QUESTIONS:
1 - In the film recap about the dog Indy, what does Indy stand on when he is left out in the rain?
2 - Please extend the film recap about the dog Indy from its last sentence, keeping its style.

Even though he's sick, he pushes Indy away and says "get the fuck out of here". I'm calling that strikes 1 and 2. (It is a little hard to root for a "Todd".) He yells at Indy again in the doctor's office as they turn him down for experimental treatment. Strike 3. (How many strikes in baseball? If anyone has watched a game, please tell me.)
There is a mysterious second dog in a red bandana in the house after Todd leaves. Indy follows it curiously. The dog's been seen once before in Indy's dream.
Todd spends some time slamming his head into the cellar door. He opens the door, but does not go through. His kitchen is full of empty bottles of wine, and his TV shows old tapes.
Indy gets some pretty scary visions of the grandfather bleeding from his mouth and screaming. The bandana dog, and flickering lights and shadows. More and more Indy is seeing shadow people, who seem to be made of clay. He sits in the doorway, watching; a shadow goes past so he investigates. His tail a little too happy for the situation. More likely he'd have barked. An alert bark. He's a very quiet dog, other than some occasional whining.
The whistles Todd uses sound from the basement, light flickers on and off, and a shadow rushes to him. Indy wakes suddenly. It was a dream. He's grabbed and dragged under the bed. It's Todd, who's fallen, or hiding, it's unclear. A shadow hand strokes Indy, and suddenly Todd stands and moves away. He collapses and the door shuts, keeping him out. Indy barks. The cameraman tries to use the bed to hide his wagging tail. His ears are much too perky for the situation.
Indy parkours the roof to the ground and runs into the night barking. He's absolutely tearing through the forest looking for something. He stops at a light and looks behind, knowing there is something there. He's trapped by the crazy hunter's traps, trapped as the shadow approaches.
Luckily it's Todd and it is suddenly daytime. He gets chained up in the yard as Todd wanders into the forest barefoot. Indy's left out in the rain. He has a kennel, but stands on top of it, looking up at the window where we can hear Todd cough. In the dark, eyes can be seen. Then a fox. Maybe they were the same.
A shadow creature appears behind Indy. With clever use of reflections, it seems like blood splatters on the window, but it is just Todd coughing blood into the sink. Indy manages to get into his kennel, away from the shadow man. The shadow man's hand comes up from the dark and Indy bolts, but is pulled back and back into the kennel, until Indy changes tack and charges the kennel, rolling it over and breaking the poorly affixed chain.

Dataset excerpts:
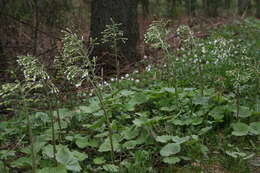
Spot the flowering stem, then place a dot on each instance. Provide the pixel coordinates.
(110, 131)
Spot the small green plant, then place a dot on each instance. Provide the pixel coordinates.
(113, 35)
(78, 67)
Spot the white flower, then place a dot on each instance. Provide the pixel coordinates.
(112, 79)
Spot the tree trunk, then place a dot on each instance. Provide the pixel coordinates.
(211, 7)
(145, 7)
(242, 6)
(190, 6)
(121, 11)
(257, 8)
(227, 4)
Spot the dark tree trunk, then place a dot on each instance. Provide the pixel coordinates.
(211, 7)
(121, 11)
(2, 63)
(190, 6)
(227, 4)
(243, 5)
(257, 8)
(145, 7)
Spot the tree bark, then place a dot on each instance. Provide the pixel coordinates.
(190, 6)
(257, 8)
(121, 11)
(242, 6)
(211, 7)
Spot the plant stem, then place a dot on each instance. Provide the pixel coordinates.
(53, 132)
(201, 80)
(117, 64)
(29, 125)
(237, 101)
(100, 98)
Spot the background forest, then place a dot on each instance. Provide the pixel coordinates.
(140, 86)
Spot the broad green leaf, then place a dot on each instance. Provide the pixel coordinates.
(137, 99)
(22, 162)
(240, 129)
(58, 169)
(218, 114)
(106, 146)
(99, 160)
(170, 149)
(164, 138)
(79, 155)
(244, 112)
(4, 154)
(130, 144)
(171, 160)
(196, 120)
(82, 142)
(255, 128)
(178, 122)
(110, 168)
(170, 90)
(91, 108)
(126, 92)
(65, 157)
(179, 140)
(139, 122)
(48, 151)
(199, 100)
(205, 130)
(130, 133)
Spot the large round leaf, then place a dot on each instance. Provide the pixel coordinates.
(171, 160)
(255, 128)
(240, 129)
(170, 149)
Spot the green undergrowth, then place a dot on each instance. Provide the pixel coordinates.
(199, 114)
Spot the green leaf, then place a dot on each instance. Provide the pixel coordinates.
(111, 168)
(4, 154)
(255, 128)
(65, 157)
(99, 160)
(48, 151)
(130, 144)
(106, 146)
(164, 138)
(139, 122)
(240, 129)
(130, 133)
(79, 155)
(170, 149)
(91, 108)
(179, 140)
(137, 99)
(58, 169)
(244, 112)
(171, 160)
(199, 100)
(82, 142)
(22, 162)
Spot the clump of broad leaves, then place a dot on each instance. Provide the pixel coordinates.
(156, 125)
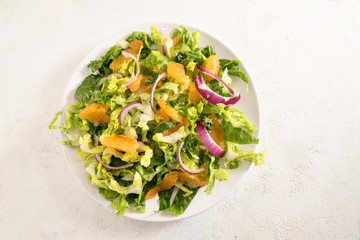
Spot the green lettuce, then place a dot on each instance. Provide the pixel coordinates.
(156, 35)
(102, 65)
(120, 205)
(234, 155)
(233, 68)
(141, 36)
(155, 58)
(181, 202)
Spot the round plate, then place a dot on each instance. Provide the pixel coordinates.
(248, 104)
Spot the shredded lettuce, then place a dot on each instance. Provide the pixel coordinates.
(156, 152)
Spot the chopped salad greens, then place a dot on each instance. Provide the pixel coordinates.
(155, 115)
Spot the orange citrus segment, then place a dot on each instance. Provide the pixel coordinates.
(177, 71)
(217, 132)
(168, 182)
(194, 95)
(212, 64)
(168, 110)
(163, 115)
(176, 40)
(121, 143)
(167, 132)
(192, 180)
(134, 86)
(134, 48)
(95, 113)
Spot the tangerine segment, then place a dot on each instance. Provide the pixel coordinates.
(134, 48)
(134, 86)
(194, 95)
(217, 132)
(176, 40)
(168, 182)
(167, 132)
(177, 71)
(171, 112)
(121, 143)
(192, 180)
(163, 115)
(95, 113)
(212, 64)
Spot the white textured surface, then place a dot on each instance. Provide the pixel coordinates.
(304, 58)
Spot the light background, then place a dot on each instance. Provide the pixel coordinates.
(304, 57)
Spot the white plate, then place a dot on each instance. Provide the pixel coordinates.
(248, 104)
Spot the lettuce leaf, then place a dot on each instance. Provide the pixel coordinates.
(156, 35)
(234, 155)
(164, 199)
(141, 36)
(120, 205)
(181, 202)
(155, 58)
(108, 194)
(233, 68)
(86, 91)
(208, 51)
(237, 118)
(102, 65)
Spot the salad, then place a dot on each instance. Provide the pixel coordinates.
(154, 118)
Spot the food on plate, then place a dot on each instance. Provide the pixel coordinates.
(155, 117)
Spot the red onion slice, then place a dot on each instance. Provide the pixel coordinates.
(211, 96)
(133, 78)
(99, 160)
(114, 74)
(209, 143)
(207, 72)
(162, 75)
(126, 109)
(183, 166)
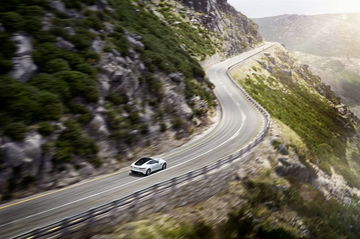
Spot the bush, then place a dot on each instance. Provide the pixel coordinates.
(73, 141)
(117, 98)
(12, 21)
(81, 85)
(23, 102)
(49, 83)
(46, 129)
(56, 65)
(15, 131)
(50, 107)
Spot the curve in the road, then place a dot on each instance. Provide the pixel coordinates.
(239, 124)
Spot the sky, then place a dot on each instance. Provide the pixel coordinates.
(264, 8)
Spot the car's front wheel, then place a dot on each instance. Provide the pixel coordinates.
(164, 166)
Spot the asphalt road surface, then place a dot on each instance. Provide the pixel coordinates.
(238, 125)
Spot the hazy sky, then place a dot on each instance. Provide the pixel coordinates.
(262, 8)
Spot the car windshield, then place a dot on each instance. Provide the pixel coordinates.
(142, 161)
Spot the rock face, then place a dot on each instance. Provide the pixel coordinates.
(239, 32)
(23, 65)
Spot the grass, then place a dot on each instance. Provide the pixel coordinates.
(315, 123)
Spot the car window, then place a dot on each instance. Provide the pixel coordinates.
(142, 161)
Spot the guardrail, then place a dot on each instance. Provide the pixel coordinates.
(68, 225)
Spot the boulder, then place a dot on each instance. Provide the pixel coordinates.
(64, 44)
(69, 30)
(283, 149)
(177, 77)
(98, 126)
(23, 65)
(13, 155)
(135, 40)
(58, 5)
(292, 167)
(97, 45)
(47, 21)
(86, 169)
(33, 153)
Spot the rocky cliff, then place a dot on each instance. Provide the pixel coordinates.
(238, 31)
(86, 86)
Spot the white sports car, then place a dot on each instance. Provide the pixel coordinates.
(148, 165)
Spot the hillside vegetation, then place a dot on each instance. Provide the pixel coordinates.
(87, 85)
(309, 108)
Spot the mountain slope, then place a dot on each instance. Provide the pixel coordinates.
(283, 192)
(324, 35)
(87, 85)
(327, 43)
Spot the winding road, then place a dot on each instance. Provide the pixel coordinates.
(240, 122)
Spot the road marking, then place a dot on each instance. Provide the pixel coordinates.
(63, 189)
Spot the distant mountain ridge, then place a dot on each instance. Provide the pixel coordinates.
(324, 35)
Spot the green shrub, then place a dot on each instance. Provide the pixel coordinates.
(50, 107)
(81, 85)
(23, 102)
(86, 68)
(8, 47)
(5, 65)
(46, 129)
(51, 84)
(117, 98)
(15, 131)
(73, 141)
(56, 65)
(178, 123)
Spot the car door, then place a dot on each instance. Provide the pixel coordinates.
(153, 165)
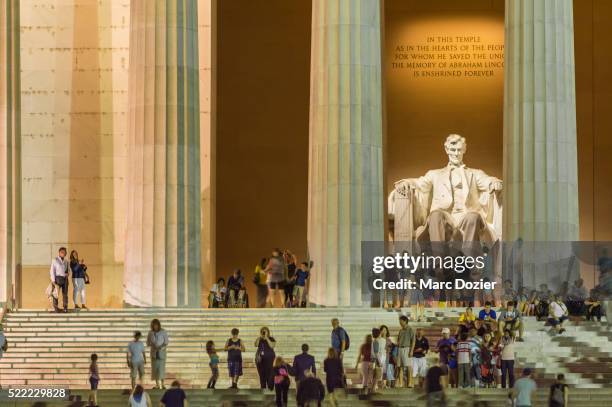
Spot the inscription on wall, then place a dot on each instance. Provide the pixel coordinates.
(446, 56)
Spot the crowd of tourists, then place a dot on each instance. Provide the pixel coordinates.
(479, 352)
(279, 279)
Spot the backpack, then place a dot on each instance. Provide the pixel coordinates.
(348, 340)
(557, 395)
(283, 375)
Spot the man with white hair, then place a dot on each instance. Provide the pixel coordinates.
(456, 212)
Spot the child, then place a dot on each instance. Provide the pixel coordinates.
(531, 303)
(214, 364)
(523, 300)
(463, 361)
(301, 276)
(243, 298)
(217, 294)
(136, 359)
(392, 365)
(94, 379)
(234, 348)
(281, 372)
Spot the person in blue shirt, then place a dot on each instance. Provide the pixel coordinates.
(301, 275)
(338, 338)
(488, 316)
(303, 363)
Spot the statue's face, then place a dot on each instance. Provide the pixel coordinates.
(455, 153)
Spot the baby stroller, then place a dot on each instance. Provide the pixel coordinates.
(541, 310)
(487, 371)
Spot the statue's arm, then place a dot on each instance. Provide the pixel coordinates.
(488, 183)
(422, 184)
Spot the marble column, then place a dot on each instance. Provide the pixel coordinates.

...

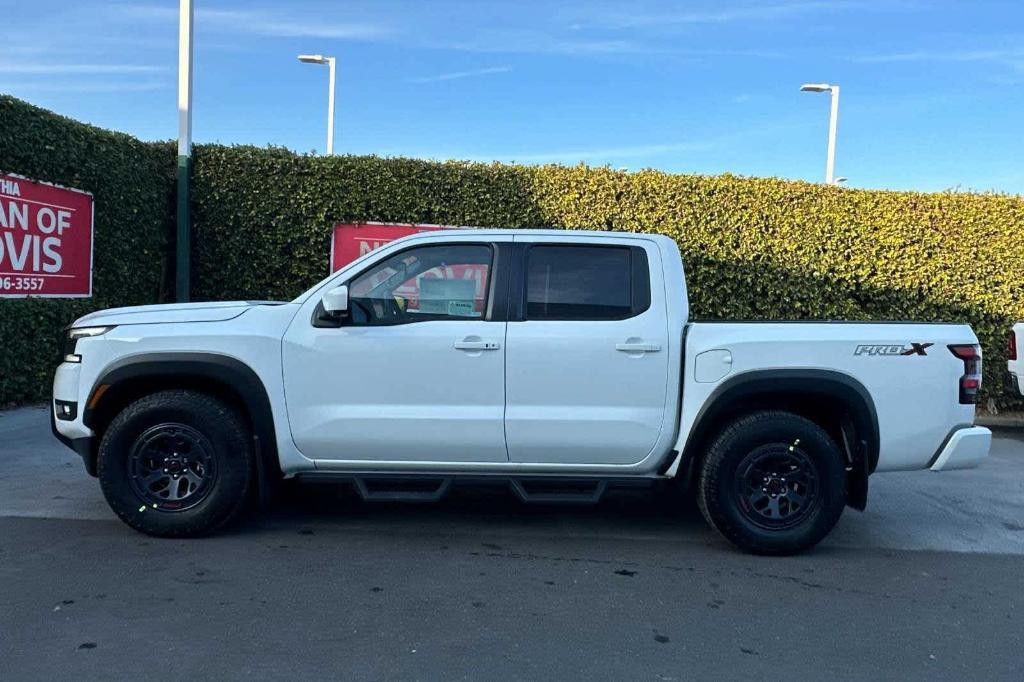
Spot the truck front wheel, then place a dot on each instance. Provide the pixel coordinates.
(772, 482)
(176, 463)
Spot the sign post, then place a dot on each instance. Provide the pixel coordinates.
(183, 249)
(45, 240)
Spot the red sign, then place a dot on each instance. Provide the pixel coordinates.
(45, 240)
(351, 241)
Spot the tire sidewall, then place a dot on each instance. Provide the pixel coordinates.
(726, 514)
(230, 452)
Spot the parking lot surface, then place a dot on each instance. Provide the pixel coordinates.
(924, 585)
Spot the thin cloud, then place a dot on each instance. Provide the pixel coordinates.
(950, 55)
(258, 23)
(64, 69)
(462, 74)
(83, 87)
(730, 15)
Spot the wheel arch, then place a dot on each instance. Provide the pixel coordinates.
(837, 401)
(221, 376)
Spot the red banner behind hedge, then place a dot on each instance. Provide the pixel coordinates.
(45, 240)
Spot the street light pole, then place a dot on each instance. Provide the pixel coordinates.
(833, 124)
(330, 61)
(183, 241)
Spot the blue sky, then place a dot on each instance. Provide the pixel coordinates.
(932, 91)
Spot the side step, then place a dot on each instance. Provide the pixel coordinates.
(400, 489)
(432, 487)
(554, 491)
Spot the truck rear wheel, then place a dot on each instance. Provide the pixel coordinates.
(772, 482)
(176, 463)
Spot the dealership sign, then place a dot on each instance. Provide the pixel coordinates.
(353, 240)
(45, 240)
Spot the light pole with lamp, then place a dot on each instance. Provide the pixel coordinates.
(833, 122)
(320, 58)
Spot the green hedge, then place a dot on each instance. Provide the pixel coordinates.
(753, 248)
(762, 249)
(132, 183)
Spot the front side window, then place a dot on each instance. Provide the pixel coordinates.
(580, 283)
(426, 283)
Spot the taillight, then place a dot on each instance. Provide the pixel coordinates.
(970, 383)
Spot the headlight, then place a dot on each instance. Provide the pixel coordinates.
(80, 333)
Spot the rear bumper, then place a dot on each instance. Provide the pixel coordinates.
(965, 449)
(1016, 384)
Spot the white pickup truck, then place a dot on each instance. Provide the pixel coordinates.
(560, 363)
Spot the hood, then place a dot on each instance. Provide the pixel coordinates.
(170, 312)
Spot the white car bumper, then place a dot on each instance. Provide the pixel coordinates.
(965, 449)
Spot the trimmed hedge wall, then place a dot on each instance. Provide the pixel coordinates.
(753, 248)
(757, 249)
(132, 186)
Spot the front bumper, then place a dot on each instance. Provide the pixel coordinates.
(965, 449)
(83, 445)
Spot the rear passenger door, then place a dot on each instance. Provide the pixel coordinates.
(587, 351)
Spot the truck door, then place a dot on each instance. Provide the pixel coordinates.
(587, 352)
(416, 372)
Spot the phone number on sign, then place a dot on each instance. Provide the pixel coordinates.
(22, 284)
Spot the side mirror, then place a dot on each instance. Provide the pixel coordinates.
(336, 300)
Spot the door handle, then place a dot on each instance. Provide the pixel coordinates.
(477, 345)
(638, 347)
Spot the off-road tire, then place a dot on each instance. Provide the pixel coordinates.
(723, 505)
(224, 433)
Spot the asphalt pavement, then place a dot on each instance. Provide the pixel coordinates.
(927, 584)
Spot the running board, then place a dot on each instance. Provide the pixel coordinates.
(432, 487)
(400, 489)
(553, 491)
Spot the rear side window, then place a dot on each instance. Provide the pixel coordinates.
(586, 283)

...

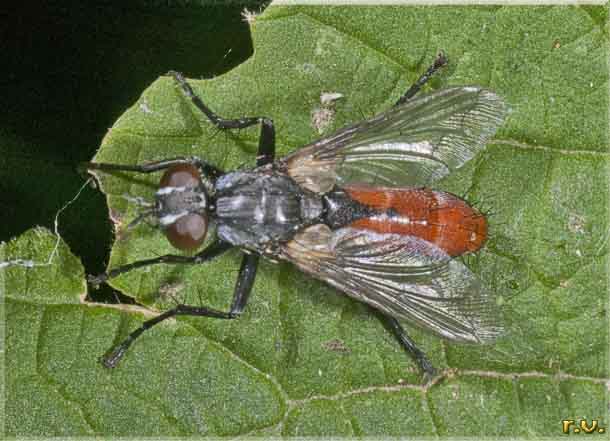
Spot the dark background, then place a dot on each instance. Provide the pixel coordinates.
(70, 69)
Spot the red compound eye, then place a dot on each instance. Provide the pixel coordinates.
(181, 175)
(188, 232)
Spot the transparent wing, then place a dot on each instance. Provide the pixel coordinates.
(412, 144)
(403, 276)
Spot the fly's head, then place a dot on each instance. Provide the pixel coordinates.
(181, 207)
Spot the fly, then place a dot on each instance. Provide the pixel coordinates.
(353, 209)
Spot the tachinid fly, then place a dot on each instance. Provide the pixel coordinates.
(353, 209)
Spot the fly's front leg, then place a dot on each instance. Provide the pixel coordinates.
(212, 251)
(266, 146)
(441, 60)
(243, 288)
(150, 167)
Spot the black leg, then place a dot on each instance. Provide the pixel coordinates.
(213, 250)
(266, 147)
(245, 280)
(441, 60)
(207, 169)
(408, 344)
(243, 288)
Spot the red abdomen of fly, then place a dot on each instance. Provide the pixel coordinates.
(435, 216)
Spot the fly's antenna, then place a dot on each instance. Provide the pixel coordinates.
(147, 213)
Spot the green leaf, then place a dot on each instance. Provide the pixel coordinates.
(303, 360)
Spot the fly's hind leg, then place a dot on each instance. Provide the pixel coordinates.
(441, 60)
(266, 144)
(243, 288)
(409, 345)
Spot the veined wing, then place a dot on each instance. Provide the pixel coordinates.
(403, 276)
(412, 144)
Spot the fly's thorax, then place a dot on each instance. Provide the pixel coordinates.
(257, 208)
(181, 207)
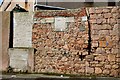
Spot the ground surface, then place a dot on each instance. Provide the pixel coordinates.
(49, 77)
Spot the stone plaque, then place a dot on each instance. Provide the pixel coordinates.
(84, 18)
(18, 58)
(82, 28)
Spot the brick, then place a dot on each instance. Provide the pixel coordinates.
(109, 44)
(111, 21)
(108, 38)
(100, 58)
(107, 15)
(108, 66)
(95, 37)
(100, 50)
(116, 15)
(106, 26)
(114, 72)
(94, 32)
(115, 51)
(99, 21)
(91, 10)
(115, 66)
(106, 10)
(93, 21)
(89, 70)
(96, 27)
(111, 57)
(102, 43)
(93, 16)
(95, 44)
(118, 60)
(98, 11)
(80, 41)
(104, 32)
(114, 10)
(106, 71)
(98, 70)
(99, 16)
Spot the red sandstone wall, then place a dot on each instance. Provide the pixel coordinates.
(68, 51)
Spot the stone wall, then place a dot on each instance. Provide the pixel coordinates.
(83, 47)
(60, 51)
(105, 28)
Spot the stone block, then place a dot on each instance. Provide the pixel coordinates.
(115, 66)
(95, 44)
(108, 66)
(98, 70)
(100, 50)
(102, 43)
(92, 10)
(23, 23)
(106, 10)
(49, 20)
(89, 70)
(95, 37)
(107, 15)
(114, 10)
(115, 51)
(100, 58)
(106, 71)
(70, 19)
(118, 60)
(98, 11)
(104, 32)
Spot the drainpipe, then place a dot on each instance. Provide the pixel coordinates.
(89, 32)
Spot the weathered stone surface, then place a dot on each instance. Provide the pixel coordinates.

ANSWERS BELOW:
1 - He stands on top of his kennel.

2 -
Free, he must go past the hiding shadow man to find a way into the house. To Todd. Todd hugs him, but is then dragged away by the dog chain after seeing himself in the bed bleeding. Indy follows, smashing through a window and following into the vast basement. The inky blackness takes over Todd. He tells Indy he's a good dog, but he can't be saved.
Indy sits, facing the hole Todd disappeared into as the sun slowly rises. Todd's body is dead in bed. The red-bandana dog's body is at the bottom of the stairs. Todd's sister finds him. After a long wait, Indy runs up the stairs to her.
The film works because Indy does an amazing job and the cinematography is great. The way they shoot the angles and frame the dog is excellent. Indy is an uncertain animal, not a wolf, not a guard dog, but a pet who's faced with the unknown. The story would fall flat with a human main character, as it is quite slow and very contained, but the creepy creature and uncertainty work really well with a dog.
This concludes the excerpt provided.